Direction 1>
According to the court opinion, how much money did the firm allege Ali owed it?

Text>
● ● ● ●

Court of Appeals of Texas, Fifth District, Dallas
Dec 18, 2024
No. 05-23-01058-CV (Tex. App. Dec. 18, 2024)

Opinion

05-23-01058-CV

12-18-2024

SYED IRTEZA ALI, Appellant v. TAILIM SONG D/B/A TAILIM SONG LAW FIRM, Appellee


On Appeal from the 429th Judicial District Court Collin County, Texas Trial Court Cause No. 429-01375-2023

Before Justices Molberg, Reichek, and Smith

MEMORANDUM OPINION

AMANDA L. REICHEK JUSTICE

This is a direct appeal from a no-answer default judgment. Syed Irteza Ali, pro se, contends the trial court erred in denying his motion to set the judgment aside. We agree and reverse and remand.

Background

On March 17, 2023, Tailim Song d/b/a Tailim Song Law Firm ("the firm") filed an original petition against Ali. The firm alleged Ali hired it to defend him in a lawsuit. After working on the case for two years, the firm "was forced to withdraw for non-payment." It alleged Ali owed $36,788.90 and sought to recover under a breach of contract theory.

The firm later filed a motion for substitute service, alleging Ali was avoiding service. The firm asked the trial court to permit service by posting the relevant documents to the front door of Ali's residence. It supported its request with a sworn affidavit from the process server that recounted his attempts to serve Ali between March and July 2023. See TEX. R. CIV. P. 106(b).

● ● ● ●

Image boundary labeling items:
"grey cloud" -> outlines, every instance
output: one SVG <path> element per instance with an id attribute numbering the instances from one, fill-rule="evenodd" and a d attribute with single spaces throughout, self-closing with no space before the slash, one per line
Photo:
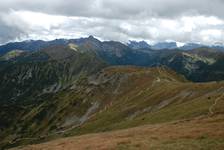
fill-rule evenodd
<path id="1" fill-rule="evenodd" d="M 0 43 L 15 39 L 75 38 L 94 35 L 105 40 L 222 42 L 216 30 L 224 31 L 223 0 L 7 0 L 0 2 Z M 13 12 L 30 11 L 61 16 L 63 23 L 49 28 L 32 25 L 37 18 L 23 20 Z M 183 16 L 215 16 L 222 23 L 183 22 Z M 166 22 L 168 20 L 168 23 Z M 169 28 L 169 20 L 174 22 Z M 213 20 L 211 20 L 213 21 Z M 45 22 L 43 21 L 43 24 Z M 192 27 L 185 31 L 184 26 Z M 172 28 L 174 26 L 174 28 Z M 202 35 L 208 36 L 204 40 Z"/>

● ● ● ●

Direction 2>
Rewrite the records from their start through the line containing "fill-rule evenodd", replacing "outlines" with "contours" and changing nothing else. Omit the pictures from your answer.

Full output 1>
$36,788.90

Full output 2>
"grey cloud" -> contours, every instance
output: one SVG <path> element per instance with an id attribute numbering the instances from one, fill-rule="evenodd" and a d attribute with single spaces throughout, self-closing with no space before the slash, one per line
Photo:
fill-rule evenodd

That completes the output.